Bolton Sings an Eclectic Mix

September 26, 1996|STEVE HOCHMAN

In case you hadn't heard, Michael Bolton is studying opera. It makes sense--that's the one style in which he won't sound as if he's over-singing.

Opera Man, who is planning to record an album of his favorite arias next year, showed off his new interest during his concert Tuesday at the Greek Theatre with an aria from "Pagliacci." And he sang it pretty much the way he sings everything, relying on the sheer force of his strangled roar rather than providing much in the way of shading or nuance.

Give him credit for reaching, anyway. But this foray opens up another territory in which he invites comparison to performers with superior experience, talent and taste.

His rabid fans applauded wildly, but surely they must recognize that he's no Placido Domingo--just as they must know that when he sang "Dock of the Bay" Tuesday he was no Otis Redding, or on "Georgia" he was no Ray Charles, or on the encores of "When a Man Loves a Woman" and "Lean on Me" he was no Percy Sledge or Bill Withers, respectively.

▶ [Dataset entries]
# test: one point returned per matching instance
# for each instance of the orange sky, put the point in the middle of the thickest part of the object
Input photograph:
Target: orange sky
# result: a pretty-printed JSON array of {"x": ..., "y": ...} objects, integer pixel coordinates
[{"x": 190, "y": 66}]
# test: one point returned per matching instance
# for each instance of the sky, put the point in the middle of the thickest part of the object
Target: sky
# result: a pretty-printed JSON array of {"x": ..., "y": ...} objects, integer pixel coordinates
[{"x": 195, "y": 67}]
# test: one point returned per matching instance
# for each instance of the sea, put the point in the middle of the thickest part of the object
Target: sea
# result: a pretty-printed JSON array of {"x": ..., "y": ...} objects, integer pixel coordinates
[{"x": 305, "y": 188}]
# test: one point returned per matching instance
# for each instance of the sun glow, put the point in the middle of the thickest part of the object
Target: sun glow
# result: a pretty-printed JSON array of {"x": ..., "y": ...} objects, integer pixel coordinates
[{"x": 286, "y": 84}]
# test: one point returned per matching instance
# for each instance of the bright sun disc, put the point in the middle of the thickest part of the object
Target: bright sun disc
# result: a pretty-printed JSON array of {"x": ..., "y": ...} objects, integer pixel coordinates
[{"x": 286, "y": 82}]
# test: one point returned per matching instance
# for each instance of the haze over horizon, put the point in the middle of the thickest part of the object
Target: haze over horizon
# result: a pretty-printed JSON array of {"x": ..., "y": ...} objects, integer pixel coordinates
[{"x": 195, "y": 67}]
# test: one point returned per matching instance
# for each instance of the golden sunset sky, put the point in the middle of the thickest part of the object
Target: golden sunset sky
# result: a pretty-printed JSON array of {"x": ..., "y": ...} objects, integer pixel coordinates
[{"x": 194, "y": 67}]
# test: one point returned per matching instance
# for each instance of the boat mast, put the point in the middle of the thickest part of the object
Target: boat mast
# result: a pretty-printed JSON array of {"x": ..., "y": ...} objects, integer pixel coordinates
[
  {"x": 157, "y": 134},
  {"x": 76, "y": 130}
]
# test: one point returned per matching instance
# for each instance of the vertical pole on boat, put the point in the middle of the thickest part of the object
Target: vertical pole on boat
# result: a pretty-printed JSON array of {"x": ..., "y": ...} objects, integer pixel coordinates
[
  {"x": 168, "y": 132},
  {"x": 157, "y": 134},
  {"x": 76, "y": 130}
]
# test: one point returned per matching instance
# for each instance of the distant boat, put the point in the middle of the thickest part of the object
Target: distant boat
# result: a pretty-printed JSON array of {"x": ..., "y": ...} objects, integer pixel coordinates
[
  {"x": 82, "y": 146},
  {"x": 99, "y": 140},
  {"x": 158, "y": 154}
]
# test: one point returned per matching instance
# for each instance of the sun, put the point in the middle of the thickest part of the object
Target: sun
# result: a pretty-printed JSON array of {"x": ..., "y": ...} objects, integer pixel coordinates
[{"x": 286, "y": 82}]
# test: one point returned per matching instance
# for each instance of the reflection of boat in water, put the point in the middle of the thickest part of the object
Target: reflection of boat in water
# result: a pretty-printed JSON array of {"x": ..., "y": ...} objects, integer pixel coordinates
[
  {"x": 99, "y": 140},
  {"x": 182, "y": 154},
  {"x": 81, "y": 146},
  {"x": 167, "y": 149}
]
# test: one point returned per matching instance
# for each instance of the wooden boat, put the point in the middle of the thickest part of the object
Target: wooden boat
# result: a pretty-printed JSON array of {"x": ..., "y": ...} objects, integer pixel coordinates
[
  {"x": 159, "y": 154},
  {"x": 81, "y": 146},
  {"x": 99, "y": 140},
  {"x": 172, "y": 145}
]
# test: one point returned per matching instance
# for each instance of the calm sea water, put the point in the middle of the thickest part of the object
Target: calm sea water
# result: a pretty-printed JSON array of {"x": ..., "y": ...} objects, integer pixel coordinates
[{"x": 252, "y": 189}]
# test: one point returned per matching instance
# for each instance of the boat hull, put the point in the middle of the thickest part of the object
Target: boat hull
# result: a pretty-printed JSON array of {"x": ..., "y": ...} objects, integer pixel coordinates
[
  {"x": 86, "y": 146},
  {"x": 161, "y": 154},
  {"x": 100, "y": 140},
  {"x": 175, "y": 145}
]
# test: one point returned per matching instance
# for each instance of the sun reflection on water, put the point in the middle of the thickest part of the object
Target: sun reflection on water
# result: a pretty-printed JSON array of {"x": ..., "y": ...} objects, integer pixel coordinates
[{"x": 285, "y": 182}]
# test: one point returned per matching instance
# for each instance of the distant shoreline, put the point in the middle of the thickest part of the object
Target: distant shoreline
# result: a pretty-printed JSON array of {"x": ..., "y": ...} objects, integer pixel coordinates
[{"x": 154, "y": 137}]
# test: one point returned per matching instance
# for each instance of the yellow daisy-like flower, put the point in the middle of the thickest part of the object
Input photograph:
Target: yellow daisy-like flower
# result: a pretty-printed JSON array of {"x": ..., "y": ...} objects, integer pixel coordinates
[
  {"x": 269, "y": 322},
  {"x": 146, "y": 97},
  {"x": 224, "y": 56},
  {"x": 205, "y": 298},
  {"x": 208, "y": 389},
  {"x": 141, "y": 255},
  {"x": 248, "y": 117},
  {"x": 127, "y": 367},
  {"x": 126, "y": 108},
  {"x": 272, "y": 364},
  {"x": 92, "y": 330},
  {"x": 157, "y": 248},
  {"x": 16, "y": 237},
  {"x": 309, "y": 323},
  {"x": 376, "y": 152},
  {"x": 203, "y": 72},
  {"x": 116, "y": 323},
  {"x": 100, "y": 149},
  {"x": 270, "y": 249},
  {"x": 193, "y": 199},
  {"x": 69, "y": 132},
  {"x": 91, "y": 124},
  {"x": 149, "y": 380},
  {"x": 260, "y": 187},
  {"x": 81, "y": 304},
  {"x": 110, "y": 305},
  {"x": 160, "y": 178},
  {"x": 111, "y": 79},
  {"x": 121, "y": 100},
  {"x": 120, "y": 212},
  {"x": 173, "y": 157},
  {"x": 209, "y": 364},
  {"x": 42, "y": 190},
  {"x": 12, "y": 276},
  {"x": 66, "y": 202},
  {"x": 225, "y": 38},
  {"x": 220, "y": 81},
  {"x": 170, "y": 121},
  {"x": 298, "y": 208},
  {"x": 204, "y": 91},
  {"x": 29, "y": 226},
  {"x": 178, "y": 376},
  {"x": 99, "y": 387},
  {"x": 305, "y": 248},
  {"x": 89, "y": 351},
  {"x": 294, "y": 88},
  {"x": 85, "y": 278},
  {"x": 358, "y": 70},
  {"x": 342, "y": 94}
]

▶ [Directions]
a) Transcribe the Michael Bolton concert review, starting at "Bolton Sings an" and ending at "shading or nuance.".
b) From the Michael Bolton concert review:
(i) At what venue did Bolton perform on Tuesday?
(ii) Which opera did the aria he sang come from?
(iii) On which song was he compared with Ray Charles?
c) Can you take the Michael Bolton concert review further, continuing from its last sentence?
The data has no role in any of this.

▶ [Activity answers]
a)
Bolton Sings an Eclectic Mix

September 26, 1996|STEVE HOCHMAN

In case you hadn't heard, Michael Bolton is studying opera. It makes sense--that's the one style in which he won't sound as if he's over-singing.

Opera Man, who is planning to record an album of his favorite arias next year, showed off his new interest during his concert Tuesday at the Greek Theatre with an aria from "Pagliacci." And he sang it pretty much the way he sings everything, relying on the sheer force of his strangled roar rather than providing much in the way of shading or nuance.

b)
(i) The Greek Theatre.
(ii) "Pagliacci."
(iii) "Georgia."

c)
Even on his own material, he lacked grace and perspective. Such titles as "Can I Touch You . . . There?" and "Soul Provider" read like puns or spoofs--Meat Loaf or Spinal Tap territory. Yet Bolton treated them with monolithic seriousness.

Admittedly, this was not Bolton on his best night, as he was suffering not only from the lingering virus that caused him to cancel his Monday Greek concert, but also from a wrenched back. He was obviously in misery, refraining from much movement (his band compensated with cornball antics and choreography) and trimming two numbers from the set list.

Even with those constraints, he went all out for his fans with an energetic, friendly show. But true R&B aficionados--not to mention opera buffs--demand more.